Document segment —
<<<<
Do Omega-3 Fatty Acids Reduce Risk of Recurrent Gout Flares?
SAN FRANCISCO, CA—Dietary omega-3 fatty acid-rich fish consumption, but not omega-3 supplements alone, appear to confer a protective effect against recurrent gout attacks, reported MaryAnn Zhang, MD, from the Boston University School of Medicine, in Boston, MA, at the 2015 ACR/ARHP Annual Meeting.
"Dietary omega-3 fatty acid from fatty fish was associated with a lower risk of recurrent gout attacks," Dr. Zhang said. "Supplemental omega-3 fatty acid alone appeared not to have a protective effect, though we were limited in our ability to adequately assess this."
“Consumption of specific sources of omega-3 polyunsaturated fatty acid for gout flare prevention warrants further study in an adequately powered clinical trial,” concluded Dr. Zhang. "Omega-3-to-omega-6 ratios should be taken into consideration," she added, noting that, in contrast to omega-3 fatty acids' anti-inflammatory effects, omega-6 fatty acids can have pro-inflammatory effects.
Guidelines for the management of gout currently recommend limiting the intake of high-purine fish.
Fatty fish containing omega-3 polyunsaturated fatty acids have demonstrated various anti-inflammatory effects, including decreased NSAID consumption, morning stiffness, and tender joint counts in rheumatoid arthritis, Dr. Zhang said. Omega-3 polyunsaturated fatty acids are known to suppress activation of the NLRP3 inflammasome in vitro in macrophages, and limit experimental IL-1 beta-mediated inflammatory responses in vivo.
Dr. Zhang and her colleagues assessed whether omega-3 polyunsaturated fatty acids was linked to a decrease in acute gout flares using self-reported data from 724 participants recruited online for the Boston University Online Gout Study (2003–2012). All study subjects documented at least 1 gout attack in the prior year with diagnosis confirmed by medical record view.
Participants logged the times of gout attacks (hazard periods) and every 3 months for 1 year during gout flare-free periods (control periods) to complete questionnaires about various exposures (eg, OTC medications, supplements, diet) during the 24- and 48 hours prior to the attack or control period. Specifically, researchers examined the association of omega-3 polyunsaturated fatty acid rich supplements and fish intake in the prior 48 hours. Risk of recurrent gout attacks was adjusted for alcohol and total purine intake, and urate-lowering or flare prophylactic drugs (eg, allopurinol, NSAIDs, and colchicine).
>>>>
The data —
<<<<
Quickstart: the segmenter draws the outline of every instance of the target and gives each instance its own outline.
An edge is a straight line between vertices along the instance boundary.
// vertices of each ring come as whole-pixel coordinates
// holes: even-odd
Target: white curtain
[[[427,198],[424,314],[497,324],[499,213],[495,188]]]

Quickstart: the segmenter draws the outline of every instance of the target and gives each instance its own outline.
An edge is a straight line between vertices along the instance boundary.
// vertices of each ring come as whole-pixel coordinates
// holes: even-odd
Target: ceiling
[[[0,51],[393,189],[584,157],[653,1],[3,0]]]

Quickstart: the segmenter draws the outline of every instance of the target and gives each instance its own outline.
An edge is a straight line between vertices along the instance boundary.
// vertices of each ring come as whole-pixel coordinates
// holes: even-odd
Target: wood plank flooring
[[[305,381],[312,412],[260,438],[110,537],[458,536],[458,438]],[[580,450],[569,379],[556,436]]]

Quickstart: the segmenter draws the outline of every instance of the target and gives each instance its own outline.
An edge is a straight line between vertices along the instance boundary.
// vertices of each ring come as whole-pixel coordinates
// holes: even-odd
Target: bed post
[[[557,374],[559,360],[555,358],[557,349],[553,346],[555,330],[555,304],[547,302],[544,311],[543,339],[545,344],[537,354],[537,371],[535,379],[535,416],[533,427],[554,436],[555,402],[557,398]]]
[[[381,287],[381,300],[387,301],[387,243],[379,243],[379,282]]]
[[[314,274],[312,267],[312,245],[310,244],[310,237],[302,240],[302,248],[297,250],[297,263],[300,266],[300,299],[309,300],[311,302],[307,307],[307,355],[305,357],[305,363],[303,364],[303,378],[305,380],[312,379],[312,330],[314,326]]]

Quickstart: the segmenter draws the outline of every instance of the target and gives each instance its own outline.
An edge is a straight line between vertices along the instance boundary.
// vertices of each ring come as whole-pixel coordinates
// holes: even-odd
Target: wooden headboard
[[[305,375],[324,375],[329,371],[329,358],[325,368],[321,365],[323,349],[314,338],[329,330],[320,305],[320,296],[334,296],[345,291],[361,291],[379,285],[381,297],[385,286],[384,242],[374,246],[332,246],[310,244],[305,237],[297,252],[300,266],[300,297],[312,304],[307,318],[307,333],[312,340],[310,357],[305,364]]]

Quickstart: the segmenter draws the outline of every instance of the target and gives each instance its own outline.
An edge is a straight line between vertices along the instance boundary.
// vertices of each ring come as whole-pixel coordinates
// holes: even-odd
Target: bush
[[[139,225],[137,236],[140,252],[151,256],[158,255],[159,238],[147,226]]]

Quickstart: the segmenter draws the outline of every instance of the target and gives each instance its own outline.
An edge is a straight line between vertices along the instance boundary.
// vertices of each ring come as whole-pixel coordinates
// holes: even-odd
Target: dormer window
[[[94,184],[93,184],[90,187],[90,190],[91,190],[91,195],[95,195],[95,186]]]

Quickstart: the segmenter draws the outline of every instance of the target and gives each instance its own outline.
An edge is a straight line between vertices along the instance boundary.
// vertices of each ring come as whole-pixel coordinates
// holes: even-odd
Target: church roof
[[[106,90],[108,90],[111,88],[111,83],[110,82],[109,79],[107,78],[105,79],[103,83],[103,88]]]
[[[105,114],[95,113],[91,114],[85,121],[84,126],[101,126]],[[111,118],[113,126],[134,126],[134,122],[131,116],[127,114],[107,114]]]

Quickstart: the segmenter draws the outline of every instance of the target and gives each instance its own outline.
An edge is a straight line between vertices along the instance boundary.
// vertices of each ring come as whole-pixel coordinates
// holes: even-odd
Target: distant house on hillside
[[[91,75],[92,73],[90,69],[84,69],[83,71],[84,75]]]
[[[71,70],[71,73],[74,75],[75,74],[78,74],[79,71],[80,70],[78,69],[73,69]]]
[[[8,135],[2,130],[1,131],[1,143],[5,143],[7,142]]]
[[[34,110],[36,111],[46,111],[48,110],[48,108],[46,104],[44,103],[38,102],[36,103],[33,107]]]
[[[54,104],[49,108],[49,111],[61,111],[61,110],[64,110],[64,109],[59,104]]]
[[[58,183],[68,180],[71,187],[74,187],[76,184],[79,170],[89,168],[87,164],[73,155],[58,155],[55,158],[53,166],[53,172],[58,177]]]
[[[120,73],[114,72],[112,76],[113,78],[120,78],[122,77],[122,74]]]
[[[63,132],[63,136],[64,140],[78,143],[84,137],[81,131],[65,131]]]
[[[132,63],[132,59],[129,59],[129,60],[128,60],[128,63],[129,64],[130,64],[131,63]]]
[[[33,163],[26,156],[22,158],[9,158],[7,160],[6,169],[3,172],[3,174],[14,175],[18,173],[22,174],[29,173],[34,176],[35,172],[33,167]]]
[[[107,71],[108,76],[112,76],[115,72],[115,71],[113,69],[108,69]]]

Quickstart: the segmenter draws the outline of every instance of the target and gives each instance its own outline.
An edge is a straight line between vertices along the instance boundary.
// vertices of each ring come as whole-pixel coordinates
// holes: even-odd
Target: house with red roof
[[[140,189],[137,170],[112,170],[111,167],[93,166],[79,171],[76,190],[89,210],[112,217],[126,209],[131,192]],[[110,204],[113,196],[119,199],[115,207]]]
>>>>
Exercises to complete —
1. Rewrite the paragraph of the gout report that begins "Dr. Zhang and her colleagues assessed" as a short bulleted list, keeping its main facts.
2. Set down, word for word, the part of the gout report that opens with the words containing "Fatty fish containing" and closes with "responses in vivo.".
3. List the drugs that the gout report names as examples of urate-lowering or flare prophylactic drugs.
The data above come from a source separate from the gout report.

Results for the exercise —
1.
- Dr. Zhang and colleagues examined whether omega-3 polyunsaturated fatty acids were linked to fewer acute gout flares.
- They used self-reported data from 724 participants recruited online for the Boston University Online Gout Study (2003–2012).
- Every participant had documented at least 1 gout attack in the prior year, with the diagnosis confirmed by medical record.

2.
Fatty fish containing omega-3 polyunsaturated fatty acids have demonstrated various anti-inflammatory effects, including decreased NSAID consumption, morning stiffness, and tender joint counts in rheumatoid arthritis, Dr. Zhang said. Omega-3 polyunsaturated fatty acids are known to suppress activation of the NLRP3 inflammasome in vitro in macrophages, and limit experimental IL-1 beta-mediated inflammatory responses in vivo.

3.
- allopurinol
- NSAIDs
- colchicine